**PASSAGE**
···
1. Message Digest [25 Points] Write a program to demonstrate the use of hashing using MD5 and SHA scheme and the MessageDigest class. Your program should allow a user to enter a string; the program then hashes it and output the result. You will need to consult Java API documentation to learn how to use java classes. You can download and install the documentation yourself, or you can access them from this URL: http://java.sun.com/j2se/1.4.2/docs/api/index.html 2. Various Crypto Techniques [125 Points] The objective of this exercise is to use Java features to write some security mechanisms that can be used in applications. You will be using the classes from Java Cryptographic Extension to implement them. You will need to consult Java API documentation. You can download and install the documentation yourself, or you can access them from this URL: http://java.sun.com/j2se/1.4.2/docs/api/index.html Java books that you can reference

Inside Java 2 Platform Security, 2nd Edition, L. Gong, G. Ellision, M. Dageforde Java Security, Scott Oaks, O’Reilly

For each part of the assignment, skeleton Java code has been provided. These skeletons will NOT compile. You will need to make modifications on them before they can be successfully compiled and run. A) Authentication For the first part of the assignment, you should use the skeleton Java code to implement double-strength password login using message digest. The following diagram illustrates the double strength password.

Note that you need to generate 2 random numbers and 2 timestamps. There are three classes defined:

 Protection, which provides three functions makeBytes, makeDigest (version 1), and makeDigest (version 2).

o makeBytes takes in a long integer and a double, then converts them into a single byte array. makeBytes has already been implemented for you.

o makeDigest (version 1) takes in a byte array, a timestamp, and a random number, then generates a digest using SHA. This function has already been implemented for you.

o makeDigest (version 2) takes in a user name, a password, a timestamp, and a random number, then generates a digest using SHA. You need to implement this function. You may have to consult MessageDigest API in the documentation.

 ProtectedClient, which implements the client. There are two functions: main and

sendAuthentication. o main is the starting point of the client program and has already been

implemented for you. Make sure the host variable is set to the correct server address (it is currently set to cse.unt.edu).

o sendAuthentication is the function that you need to implement. It takes in user name, password, and an output stream as the function inputs. In this function, you should implement double-strength password authentication and send to the server by writing to the variable ‘out’. Consult DataOutputStream API on how to write different data types to ‘out’.
···
**RECORDED INFORMATION**

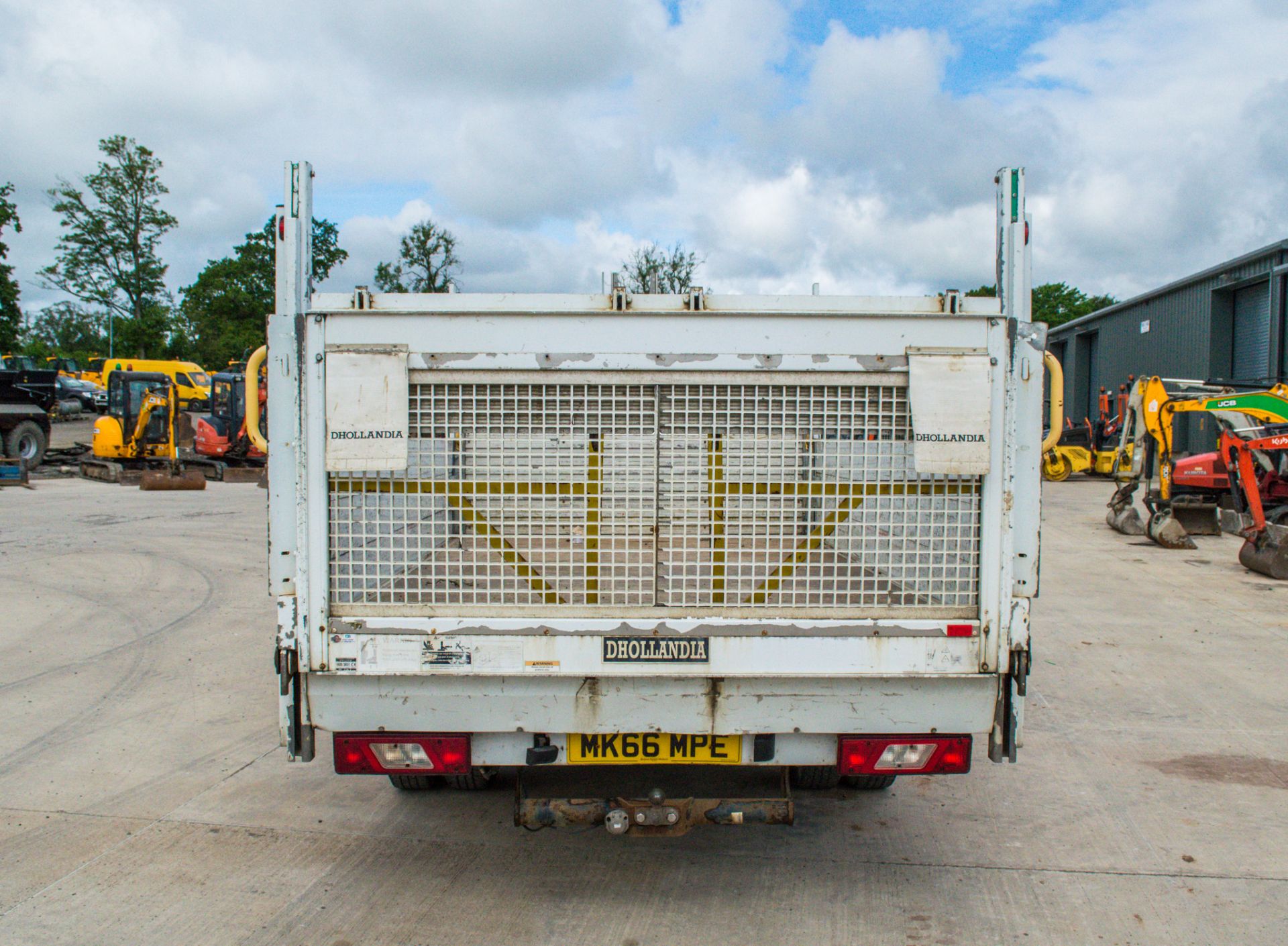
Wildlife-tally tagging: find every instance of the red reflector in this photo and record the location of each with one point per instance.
(378, 753)
(890, 754)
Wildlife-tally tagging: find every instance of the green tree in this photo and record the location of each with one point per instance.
(225, 311)
(109, 253)
(11, 316)
(1057, 303)
(427, 262)
(655, 268)
(66, 329)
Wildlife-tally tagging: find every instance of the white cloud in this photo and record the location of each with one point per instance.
(553, 138)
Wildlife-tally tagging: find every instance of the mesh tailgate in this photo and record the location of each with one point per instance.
(706, 498)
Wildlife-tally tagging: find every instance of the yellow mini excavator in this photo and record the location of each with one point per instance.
(1146, 431)
(140, 432)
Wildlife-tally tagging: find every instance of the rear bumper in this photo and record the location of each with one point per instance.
(504, 713)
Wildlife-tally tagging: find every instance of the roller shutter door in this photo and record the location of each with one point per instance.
(1252, 331)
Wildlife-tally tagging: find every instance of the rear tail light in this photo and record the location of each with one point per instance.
(910, 754)
(378, 753)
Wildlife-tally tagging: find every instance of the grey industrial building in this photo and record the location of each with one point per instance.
(1225, 323)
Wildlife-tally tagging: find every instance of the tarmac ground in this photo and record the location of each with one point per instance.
(145, 799)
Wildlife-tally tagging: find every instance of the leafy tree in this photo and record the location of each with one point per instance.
(427, 260)
(225, 311)
(655, 268)
(11, 316)
(109, 254)
(66, 329)
(1057, 303)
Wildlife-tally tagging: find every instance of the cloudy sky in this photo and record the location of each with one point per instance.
(844, 144)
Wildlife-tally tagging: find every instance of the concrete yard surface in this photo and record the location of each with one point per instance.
(145, 799)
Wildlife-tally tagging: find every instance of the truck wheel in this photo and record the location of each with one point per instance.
(869, 782)
(417, 782)
(816, 776)
(477, 779)
(26, 442)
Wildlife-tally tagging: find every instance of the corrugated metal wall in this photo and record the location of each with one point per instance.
(1183, 330)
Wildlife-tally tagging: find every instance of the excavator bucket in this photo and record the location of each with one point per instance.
(1167, 531)
(1265, 556)
(173, 480)
(1197, 519)
(1122, 515)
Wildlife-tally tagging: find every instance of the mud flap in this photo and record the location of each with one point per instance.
(1006, 735)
···
**GOALS**
[a] According to the Java security assignment, how many random numbers and timestamps must be generated for the double-strength password?
[b] Retype the part of the Java security assignment that begins at "o sendAuthentication is" and stops after "types to ‘out’.".
[c] Write what comes next in the Java security assignment, picking up after its last sentence.

**RESULTS OF THE EXERCISE**
[a] Two random numbers and two timestamps.

[b]
o sendAuthentication is the function that you need to implement. It takes in user name, password, and an output stream as the function inputs. In this function, you should implement double-strength password authentication and send to the server by writing to the variable ‘out’. Consult DataOutputStream API on how to write different data types to ‘out’.

[c]
 ProtectedServer, which implements the server. There are three functions: main,

lookupPassword, and authenticate. o main is the starting point of the server program and has already been

implemented for you. It creates a server process that waits for an incoming connection. Once a connection is established, authenticate is called to authenticate the user. If the user successfully authenticate, your program should print out “Client logged in.”

o lookupPassword, which simply returns the password of the user stored on the server.

o authenticate is the function which you need to implement to authenticate the user trying to log in. Consult DataInputStream API on how to read data from the ‘in’ stream. The function should return either true or false depending on whether the user is authenticated.

B) Signature

In this part of the assignment, you are to implement the ElGamal Signature scheme described below.

The ElGamal Signature scheme is similar to the Diffie-Hellman scheme. It relies on the difficulty of solving the discrete logarithm problem. Choose a prime p and two random numbers g and d both less than p. Compute y = gd mod p. The public key is the triplet (y, g, p); the private key is d.

Suppose Alice wants to send Bob a signed contract m. She chooses a number k that is relatively prime to p – 1 and has not been used before. She computes a = mk mod p and then uses the Extended Euclidean Algorithm to find b such that

m = (da + kb) mod p – 1

The pair (a, b) is the signature.

To verify the signature, check that yaab mod p = gm mod p

EXAMPLE: Alice and Bob decide to use the El Gamal digital signature scheme. Alice chooses p = 29, g = 3, and dAlice = 6, yielding y = 4. She wants to send Bob the signed contract X (23). She chooses k = 5, which is relatively prime to 28. She computes

a = 35 mod 29 = 11

and then uses the Extended Euclidean Algorithm to solve for b:

23 = (6 x 11 + 5 x b) mod 28

This yields b = 25. She sends Bob the message m = 23 and the signature (11, 25).

Bob obtains the message and wants to verify the signature. He computes

yaab mod p = 4111125 mod 29 = 8

and

gm mod p = 323 mod 29 = 8

Because the two match, Alice signed the message.

If someone learns k, the corresponding message m, and the signature (a, b), then she can use the Extended Euclidean Algorithm to recover x, Alice's public key.

EXAMPLE: Bob happens to learn that Alice signed the last message using k = 5. He immediately solves the following equation for d:

m = (da + kb) mod p – 1 →23 = (11d + 5 x 25) mod 28

which yields d = 6. This is Alice's private key.

There are two classes in this assignment, ElGamalAlice and ElGamalBob, corresponding to the sender (Alice) and the receiver (Bob). The main functions for both the classes have been written for you. Your assignment is to write various functions that implement ElGamal key generation and signature creation algorithms (for Alice), and signature verification algorithm (for Bob). The functions you have to implement are indicated in the source files.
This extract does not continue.